Direction ::
Arrange the lines in the records below, from the line containing "Basketball game film review: mark the polished" through the end of the records, as a numbered list. Omit any blank lines and include no other lines.

Records supplied ::
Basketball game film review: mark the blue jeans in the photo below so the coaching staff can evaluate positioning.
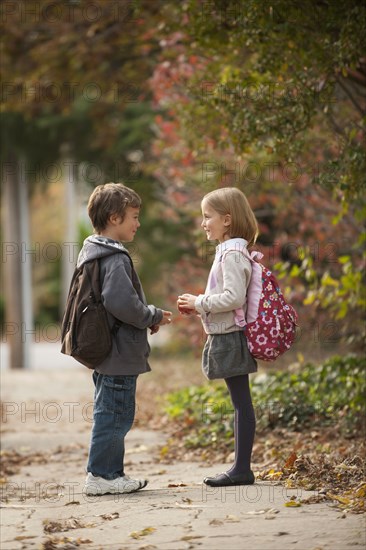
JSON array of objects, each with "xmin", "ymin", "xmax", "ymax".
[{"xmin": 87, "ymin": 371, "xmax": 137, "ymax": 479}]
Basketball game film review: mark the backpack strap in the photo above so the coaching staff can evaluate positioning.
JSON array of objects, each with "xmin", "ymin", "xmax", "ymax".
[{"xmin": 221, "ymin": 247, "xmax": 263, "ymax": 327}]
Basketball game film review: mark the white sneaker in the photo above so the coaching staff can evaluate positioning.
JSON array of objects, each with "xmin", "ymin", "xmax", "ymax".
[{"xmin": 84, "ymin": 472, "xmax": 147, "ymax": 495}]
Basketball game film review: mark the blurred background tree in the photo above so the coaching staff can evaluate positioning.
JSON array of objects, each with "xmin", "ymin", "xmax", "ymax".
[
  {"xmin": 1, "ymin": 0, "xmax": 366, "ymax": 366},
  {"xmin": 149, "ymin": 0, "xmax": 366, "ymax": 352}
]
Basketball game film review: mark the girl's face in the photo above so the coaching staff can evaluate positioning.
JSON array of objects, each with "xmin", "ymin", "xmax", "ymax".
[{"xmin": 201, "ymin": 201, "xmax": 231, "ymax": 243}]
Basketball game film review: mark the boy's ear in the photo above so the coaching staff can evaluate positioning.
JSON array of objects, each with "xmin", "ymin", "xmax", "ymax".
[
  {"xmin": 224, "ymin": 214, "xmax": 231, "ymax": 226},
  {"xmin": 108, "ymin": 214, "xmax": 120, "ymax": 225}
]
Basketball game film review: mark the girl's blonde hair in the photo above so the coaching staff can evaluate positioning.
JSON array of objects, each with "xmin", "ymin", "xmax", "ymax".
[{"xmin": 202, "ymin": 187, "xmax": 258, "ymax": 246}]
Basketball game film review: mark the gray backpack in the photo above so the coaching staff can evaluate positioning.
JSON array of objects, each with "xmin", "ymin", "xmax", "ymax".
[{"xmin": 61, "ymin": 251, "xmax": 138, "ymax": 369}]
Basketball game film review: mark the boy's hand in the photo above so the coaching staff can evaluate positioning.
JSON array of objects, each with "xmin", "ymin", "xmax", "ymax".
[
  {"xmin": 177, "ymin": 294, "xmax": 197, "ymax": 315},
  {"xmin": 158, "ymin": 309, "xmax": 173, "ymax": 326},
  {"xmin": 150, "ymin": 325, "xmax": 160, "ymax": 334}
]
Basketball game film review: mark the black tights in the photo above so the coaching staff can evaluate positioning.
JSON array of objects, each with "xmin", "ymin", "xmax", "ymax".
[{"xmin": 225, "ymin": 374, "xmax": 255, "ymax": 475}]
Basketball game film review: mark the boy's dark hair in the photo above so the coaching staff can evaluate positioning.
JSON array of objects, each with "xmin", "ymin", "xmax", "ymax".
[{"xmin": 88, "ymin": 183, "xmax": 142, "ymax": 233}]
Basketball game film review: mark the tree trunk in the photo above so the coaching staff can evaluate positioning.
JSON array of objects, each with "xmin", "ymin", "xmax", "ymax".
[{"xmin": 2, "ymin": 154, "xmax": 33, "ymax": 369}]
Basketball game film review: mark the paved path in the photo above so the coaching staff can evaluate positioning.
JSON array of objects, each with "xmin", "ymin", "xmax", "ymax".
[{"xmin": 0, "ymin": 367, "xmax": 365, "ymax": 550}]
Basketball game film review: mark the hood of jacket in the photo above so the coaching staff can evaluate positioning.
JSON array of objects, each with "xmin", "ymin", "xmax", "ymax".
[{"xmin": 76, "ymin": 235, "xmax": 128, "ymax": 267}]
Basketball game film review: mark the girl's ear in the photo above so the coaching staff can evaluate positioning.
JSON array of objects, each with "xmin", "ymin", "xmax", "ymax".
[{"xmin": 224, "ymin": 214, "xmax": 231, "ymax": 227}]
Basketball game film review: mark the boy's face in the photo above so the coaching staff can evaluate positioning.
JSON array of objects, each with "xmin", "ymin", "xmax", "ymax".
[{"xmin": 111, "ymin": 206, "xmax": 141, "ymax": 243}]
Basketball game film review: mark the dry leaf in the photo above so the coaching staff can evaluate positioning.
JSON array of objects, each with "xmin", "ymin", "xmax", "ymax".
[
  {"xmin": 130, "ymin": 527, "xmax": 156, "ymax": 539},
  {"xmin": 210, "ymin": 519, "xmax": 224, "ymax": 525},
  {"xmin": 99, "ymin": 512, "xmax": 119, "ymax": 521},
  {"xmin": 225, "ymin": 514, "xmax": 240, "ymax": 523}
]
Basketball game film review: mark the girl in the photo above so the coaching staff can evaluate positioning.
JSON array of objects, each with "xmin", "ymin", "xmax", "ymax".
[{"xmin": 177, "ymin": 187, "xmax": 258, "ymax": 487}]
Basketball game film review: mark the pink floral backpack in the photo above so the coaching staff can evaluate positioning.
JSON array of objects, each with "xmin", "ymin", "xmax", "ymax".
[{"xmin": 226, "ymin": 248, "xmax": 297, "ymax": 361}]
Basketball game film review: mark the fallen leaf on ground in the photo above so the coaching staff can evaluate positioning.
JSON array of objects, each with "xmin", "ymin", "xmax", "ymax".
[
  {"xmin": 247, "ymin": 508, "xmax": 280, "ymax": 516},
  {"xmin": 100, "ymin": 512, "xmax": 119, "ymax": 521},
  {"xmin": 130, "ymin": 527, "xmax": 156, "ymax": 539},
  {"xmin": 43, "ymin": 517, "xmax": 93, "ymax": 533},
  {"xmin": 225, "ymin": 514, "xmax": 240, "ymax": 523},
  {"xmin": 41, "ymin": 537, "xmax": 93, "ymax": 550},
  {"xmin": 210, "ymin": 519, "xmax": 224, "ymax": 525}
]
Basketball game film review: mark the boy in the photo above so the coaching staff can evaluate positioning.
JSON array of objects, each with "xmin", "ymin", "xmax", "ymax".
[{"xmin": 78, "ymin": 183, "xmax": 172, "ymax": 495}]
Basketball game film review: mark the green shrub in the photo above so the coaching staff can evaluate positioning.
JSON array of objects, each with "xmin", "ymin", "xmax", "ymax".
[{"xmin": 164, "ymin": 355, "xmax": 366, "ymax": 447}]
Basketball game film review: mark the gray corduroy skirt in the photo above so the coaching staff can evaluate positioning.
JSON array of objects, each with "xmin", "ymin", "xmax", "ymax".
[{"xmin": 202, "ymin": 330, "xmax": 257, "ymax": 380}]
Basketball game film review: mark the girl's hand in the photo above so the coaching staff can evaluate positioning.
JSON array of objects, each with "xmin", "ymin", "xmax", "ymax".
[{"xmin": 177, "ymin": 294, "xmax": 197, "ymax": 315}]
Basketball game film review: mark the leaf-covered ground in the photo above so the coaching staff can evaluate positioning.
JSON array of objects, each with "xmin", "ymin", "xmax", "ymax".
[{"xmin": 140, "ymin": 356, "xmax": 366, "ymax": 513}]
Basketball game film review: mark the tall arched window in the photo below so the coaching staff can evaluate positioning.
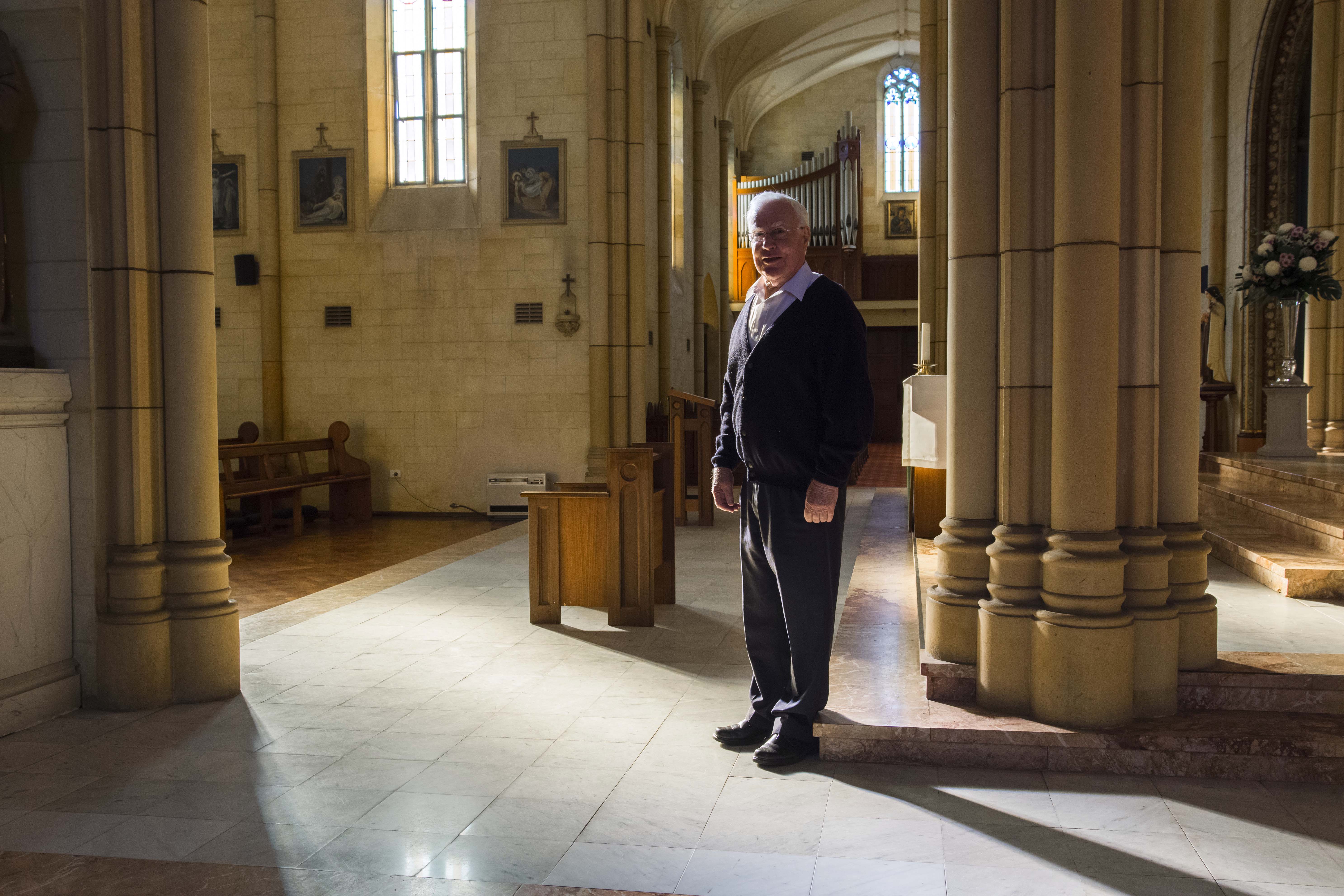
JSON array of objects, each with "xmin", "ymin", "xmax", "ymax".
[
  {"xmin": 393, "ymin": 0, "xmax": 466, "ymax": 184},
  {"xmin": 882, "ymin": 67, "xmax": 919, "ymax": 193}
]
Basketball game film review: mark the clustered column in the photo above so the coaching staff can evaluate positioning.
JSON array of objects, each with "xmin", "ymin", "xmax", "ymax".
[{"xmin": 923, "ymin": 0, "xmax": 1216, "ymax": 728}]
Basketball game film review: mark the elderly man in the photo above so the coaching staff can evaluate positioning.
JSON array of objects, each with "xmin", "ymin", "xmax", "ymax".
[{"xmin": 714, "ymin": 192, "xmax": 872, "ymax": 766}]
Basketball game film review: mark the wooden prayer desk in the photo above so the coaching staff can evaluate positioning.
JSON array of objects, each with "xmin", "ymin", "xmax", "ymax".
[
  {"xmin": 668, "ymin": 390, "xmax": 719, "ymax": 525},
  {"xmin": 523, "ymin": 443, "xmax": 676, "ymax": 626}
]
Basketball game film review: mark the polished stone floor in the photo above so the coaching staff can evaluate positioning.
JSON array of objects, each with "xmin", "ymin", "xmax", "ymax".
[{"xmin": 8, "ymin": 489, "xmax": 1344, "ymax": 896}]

Output of the exercise ::
1. Basketball game film review: mark the polished stone floor in the photo above so the coaching staff can evaluate positioning.
2. JSON array of objects, each with "xmin", "ymin", "xmax", "ymax".
3. [{"xmin": 8, "ymin": 489, "xmax": 1344, "ymax": 896}]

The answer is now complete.